## Start Provided text

There are also some long-standing montlhy cruise nights at local "drive ins" and stuff. I'm not currently plugged into any of that stuff, but will probably get involved once I get my 69 done.

A good place to find out about stuff like that is often your local "speed shop" if you have one.

Bear


----------



## Future Goat owner? (Jan 31, 2011)

fyi im from irving, but going to school in waco.


----------



## BearGFR (Aug 25, 2008)

Future Goat owner? said:


> fyi im from irving, but going to school in waco.


Howdy neighbor :seeya: I live in Garland, work in Irving


----------



## Future Goat owner? (Jan 31, 2011)

Vin...


----------



## Instg8ter (Sep 28, 2010)

yes thats an AC fire wall, and the vin plate does not appear altered. Looks like they painted it back to Champagne too, nice color you don't see to often. Engine looks clean (not crazy about the black but thats cosmetic). have any pics of body and interior?? your on the right track Future


----------



## Future Goat owner? (Jan 31, 2011)

The car does not have all
Of the chrome gto emblems and windshield trim
Installed but she says she has it.

The interior is "ok"
Dash needs some pieces and a headliner
The seats look nice.
She also says all of the gauges work
Body is straight

I'll see about posting some picturss


----------



## Future Goat owner? (Jan 31, 2011)




----------



## Instg8ter (Sep 28, 2010)

looks good so far, hows the body?


----------



## geeteeohguy (Feb 2, 2008)

I agree, looks real good. Hardtop, too. Original steering wheel is a good sign....doesn't look like it's been butchered or hacked......we shall see!!!


----------



## Future Goat owner? (Jan 31, 2011)

Well it's a 3 speed automatic now, still has the clutch pedal.

Which for me I'm happy with, since it should be easier to go back to a manual.
Anyone use keisler/tko 5 speed in there gto?


----------



## Future Goat owner? (Jan 31, 2011)




----------



## Future Goat owner? (Jan 31, 2011)

Is the hood just not closed or not bolted down?


----------



## jetstang (Nov 5, 2008)

Haven't responded in a while, this car looks/sounds better. Where is it at? TMP may have been hard on you, but I looked at his 66 A body that he is now doing a frame off on, I gave it the OK.. Every one is being critical in your best interest. It's hard to find something you really want and have a hole crew telling you why not to get it.. Glad the last one didn't work out, but this one looks way better, good luck. Looks like the passenger seat isn't mounted, does it have carpet? I would be interested in that car.


----------



## Instg8ter (Sep 28, 2010)

looks like its just not latched...hmmm, looks pretty good, fresh paint, how close is this one to you? On second look heres what i see and it may just be the camera angle, but it looks like the front header panel and bumper are not aligned correctly and if this is the case the hood may not shut... i would bet they were removed when painted and hastily re-installed (seeing as they have not put badges on either) as the gaps can be a major pain to get right...definitely not a deal breaker if thats all it is , just some painstaking adjustment needed.


----------



## Future Goat owner? (Jan 31, 2011)

Not close


----------



## geeteeohguy (Feb 2, 2008)

## End Provided text
## Start Raw records

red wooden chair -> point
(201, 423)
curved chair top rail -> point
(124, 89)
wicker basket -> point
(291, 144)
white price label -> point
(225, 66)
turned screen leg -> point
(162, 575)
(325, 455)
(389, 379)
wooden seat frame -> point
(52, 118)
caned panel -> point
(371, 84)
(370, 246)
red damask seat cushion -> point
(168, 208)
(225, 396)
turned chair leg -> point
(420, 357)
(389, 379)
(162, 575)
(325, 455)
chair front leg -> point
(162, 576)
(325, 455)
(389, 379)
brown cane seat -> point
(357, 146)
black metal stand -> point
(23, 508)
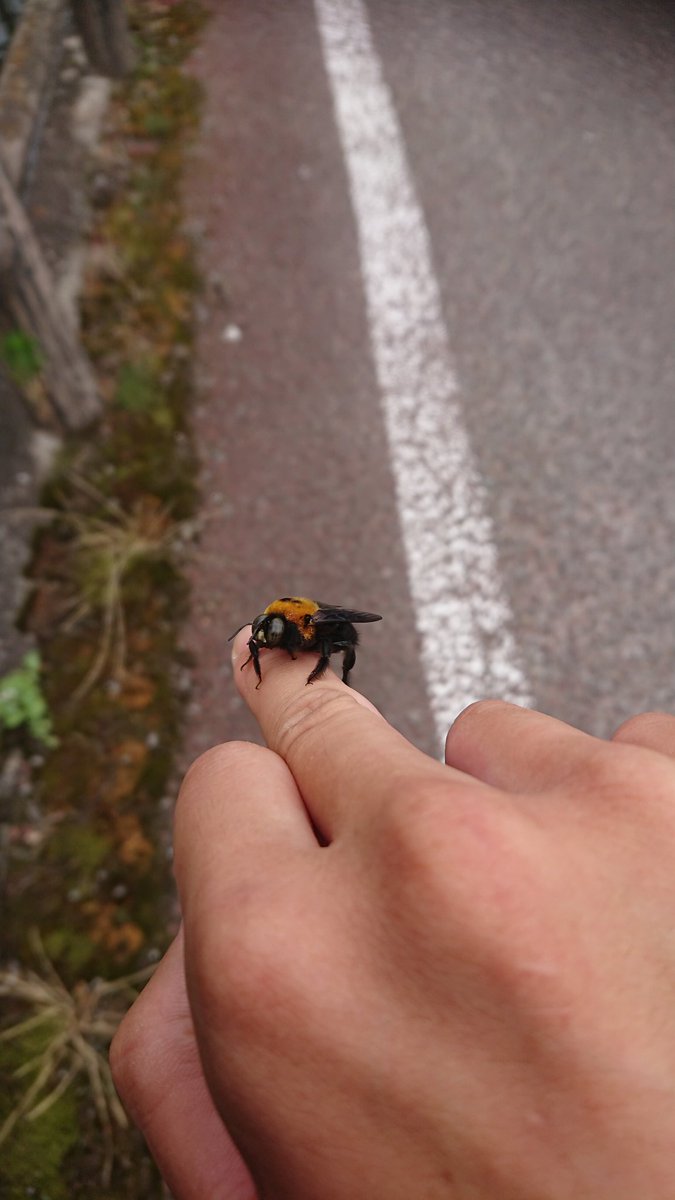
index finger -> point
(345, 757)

## End Raw records
## Start Raw records

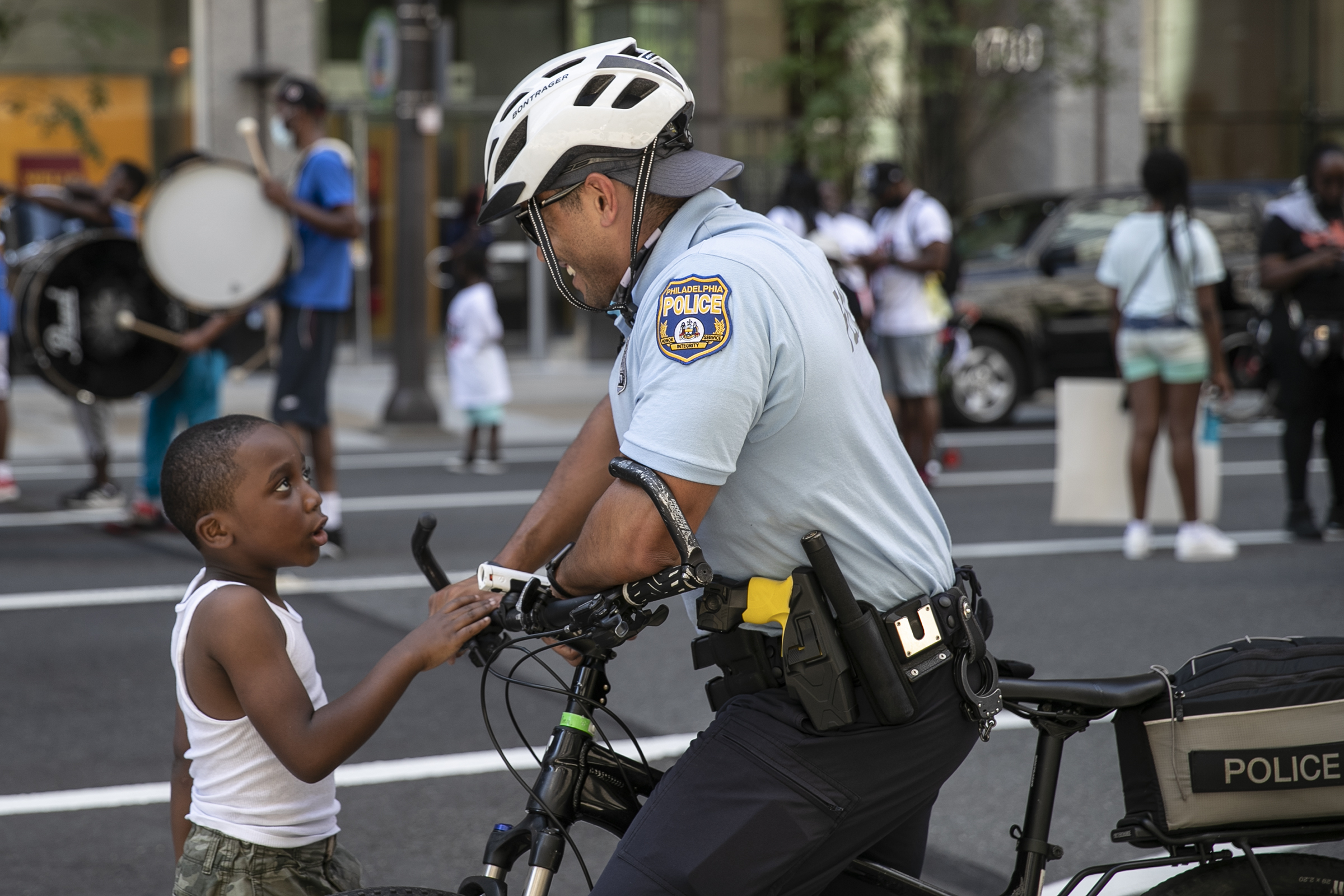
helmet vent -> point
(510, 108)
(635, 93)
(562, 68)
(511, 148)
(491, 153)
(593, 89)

## End Raw records
## Start Raw records

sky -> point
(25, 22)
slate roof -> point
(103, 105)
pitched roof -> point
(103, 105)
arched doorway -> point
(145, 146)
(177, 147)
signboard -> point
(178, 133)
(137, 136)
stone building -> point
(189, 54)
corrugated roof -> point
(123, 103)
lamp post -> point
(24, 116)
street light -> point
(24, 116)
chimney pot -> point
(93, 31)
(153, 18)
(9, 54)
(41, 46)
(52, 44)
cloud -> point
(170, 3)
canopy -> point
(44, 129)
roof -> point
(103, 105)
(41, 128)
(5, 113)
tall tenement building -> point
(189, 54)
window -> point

## End Raw records

Set tasks
1. In the forum thread, what color does Instg8ter say the car was painted back to?
2. Reproduce the forum thread passage starting with "## jetstang (Nov" and going on through "in that car.".
3. List every distinct username that appears as a post header in the forum thread.
These rows have no connection to the forum thread.

The answers
1. Champagne

2.
## jetstang (Nov 5, 2008)

Haven't responded in a while, this car looks/sounds better. Where is it at? TMP may have been hard on you, but I looked at his 66 A body that he is now doing a frame off on, I gave it the OK.. Every one is being critical in your best interest. It's hard to find something you really want and have a hole crew telling you why not to get it.. Glad the last one didn't work out, but this one looks way better, good luck. Looks like the passenger seat isn't mounted, does it have carpet? I would be interested in that car.

3. Future Goat owner?, BearGFR, Instg8ter, geeteeohguy, jetstang